_GIVEN EXERCISE A_
Put the rows below, from the first row up to and including the line that contains "[0,0,660,540]", into a JSON list of strings with one string per line, omitting blank lines.

_EXCERPTED PASSAGE_
Skip to content

"nvidia-container-runtime": executable file not found in $PATH: unknown

Trying to make my gitlab runner work with GPU, I've added on config.toml a new line under docker runners with gpus = all and on my scripts nvidia-smi return the output with the gpus so it's seem to be working.

My main issue in my CI is here:

run_product_tests:
  stage: product_test
  image: ${DOCKER_DOWNLOAD__REGISTRY}/${DOCKER_TEST_IMAGE_NAME}
  tags:
    - linux
  services:
    - name: registry.hub.docker.com/library/docker:20.10.16-dind
      alias: docker
  script:
    - nvidia-smi
    - do-what-i-say.sh //here

in do-what-i-say.sh I'm doing docker-compose up -d to a docker-compose.yml , that the one of the services is using GPU:

...
    deploy:
      resources:
        reservations:
          devices:
            - driver: nvidia
              capabilities: [ GPU ]

I'm getting error:

Error response from daemon: failed to create shim task: OCI runtime create failed: unable to retrieve OCI runtime error (open /var/run/docker/containerd/daemon/io.containerd.runtime.v2.task/moby/749639f1499acc5848bf962f11d47516e0531ce994965e039e7eb89a21e0e0de/log.json: no such file or directory): exec: "nvidia-container-runtime": executable file not found in $PATH: unknown

The docker I mention before ({DOCKER_DOWNLOAD__REGISTRY}/{DOCKER_TEST_IMAGE_NAME}) is looking like that:

FROM python:3.8

ENV PIP_INDEX_URL="http://my.domain.local:8081/repository/pypigr/simple"
ENV PIP_TRUSTED_HOST="my.domain.local"

_INPUT ROWS_
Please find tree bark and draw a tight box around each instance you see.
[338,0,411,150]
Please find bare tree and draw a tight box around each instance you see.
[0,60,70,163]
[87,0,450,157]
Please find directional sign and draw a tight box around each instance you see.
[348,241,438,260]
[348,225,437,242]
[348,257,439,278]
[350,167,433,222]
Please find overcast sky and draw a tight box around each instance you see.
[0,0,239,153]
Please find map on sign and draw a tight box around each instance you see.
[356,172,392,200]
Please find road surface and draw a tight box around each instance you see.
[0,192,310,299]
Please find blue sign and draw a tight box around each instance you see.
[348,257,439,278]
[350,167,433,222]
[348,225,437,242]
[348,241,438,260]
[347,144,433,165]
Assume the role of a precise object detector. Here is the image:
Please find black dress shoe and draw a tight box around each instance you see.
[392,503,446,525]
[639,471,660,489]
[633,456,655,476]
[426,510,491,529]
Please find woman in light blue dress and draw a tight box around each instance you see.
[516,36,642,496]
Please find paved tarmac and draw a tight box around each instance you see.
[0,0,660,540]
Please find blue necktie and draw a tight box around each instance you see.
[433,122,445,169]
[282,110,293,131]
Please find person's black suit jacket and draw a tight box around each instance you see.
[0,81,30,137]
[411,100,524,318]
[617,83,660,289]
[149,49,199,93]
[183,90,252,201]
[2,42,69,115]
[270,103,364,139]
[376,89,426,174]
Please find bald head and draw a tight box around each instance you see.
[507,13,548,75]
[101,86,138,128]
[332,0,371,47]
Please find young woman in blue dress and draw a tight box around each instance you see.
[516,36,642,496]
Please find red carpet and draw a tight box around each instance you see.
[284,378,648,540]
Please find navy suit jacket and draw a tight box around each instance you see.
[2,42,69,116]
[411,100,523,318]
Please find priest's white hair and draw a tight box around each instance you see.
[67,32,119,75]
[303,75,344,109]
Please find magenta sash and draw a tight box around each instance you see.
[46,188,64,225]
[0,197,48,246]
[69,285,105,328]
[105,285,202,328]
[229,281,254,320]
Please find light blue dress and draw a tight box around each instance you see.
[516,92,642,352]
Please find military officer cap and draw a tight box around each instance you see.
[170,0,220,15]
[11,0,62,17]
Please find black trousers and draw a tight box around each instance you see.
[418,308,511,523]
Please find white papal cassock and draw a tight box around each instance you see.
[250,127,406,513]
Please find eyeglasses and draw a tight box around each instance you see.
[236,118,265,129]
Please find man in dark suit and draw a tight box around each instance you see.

_GIVEN EXERCISE B_
Reproduce the entire forum thread above about the nvidia-container-runtime error, word for word.

_FULL SOLUTION A_
[
  "Please find tree bark and draw a tight box around each instance you see.",
  "[338,0,411,150]",
  "Please find bare tree and draw a tight box around each instance you see.",
  "[0,60,70,163]",
  "[87,0,450,157]",
  "Please find directional sign and draw a tight box around each instance you see.",
  "[348,241,438,260]",
  "[348,225,437,242]",
  "[348,257,439,278]",
  "[350,167,433,222]",
  "Please find overcast sky and draw a tight box around each instance you see.",
  "[0,0,239,153]",
  "Please find map on sign and draw a tight box around each instance you see.",
  "[356,172,392,200]",
  "Please find road surface and draw a tight box around each instance you see.",
  "[0,192,310,299]",
  "Please find blue sign and draw a tight box around each instance you see.",
  "[348,257,439,278]",
  "[350,167,433,222]",
  "[348,225,437,242]",
  "[348,241,438,260]",
  "[347,144,433,165]",
  "Assume the role of a precise object detector. Here is the image:",
  "Please find black dress shoe and draw a tight box around each instance you see.",
  "[392,503,446,525]",
  "[639,471,660,489]",
  "[633,456,655,476]",
  "[426,510,491,529]",
  "Please find woman in light blue dress and draw a tight box around each instance you see.",
  "[516,36,642,496]",
  "Please find paved tarmac and draw a tight box around each instance you see.",
  "[0,0,660,540]"
]

_FULL SOLUTION B_
Skip to content

"nvidia-container-runtime": executable file not found in $PATH: unknown

Trying to make my gitlab runner work with GPU, I've added on config.toml a new line under docker runners with gpus = all and on my scripts nvidia-smi return the output with the gpus so it's seem to be working.

My main issue in my CI is here:

run_product_tests:
  stage: product_test
  image: ${DOCKER_DOWNLOAD__REGISTRY}/${DOCKER_TEST_IMAGE_NAME}
  tags:
    - linux
  services:
    - name: registry.hub.docker.com/library/docker:20.10.16-dind
      alias: docker
  script:
    - nvidia-smi
    - do-what-i-say.sh //here

in do-what-i-say.sh I'm doing docker-compose up -d to a docker-compose.yml , that the one of the services is using GPU:

...
    deploy:
      resources:
        reservations:
          devices:
            - driver: nvidia
              capabilities: [ GPU ]

I'm getting error:

Error response from daemon: failed to create shim task: OCI runtime create failed: unable to retrieve OCI runtime error (open /var/run/docker/containerd/daemon/io.containerd.runtime.v2.task/moby/749639f1499acc5848bf962f11d47516e0531ce994965e039e7eb89a21e0e0de/log.json: no such file or directory): exec: "nvidia-container-runtime": executable file not found in $PATH: unknown

The docker I mention before ({DOCKER_DOWNLOAD__REGISTRY}/{DOCKER_TEST_IMAGE_NAME}) is looking like that:

FROM python:3.8

ENV PIP_INDEX_URL="http://my.domain.local:8081/repository/pypigr/simple"
ENV PIP_TRUSTED_HOST="my.domain.local"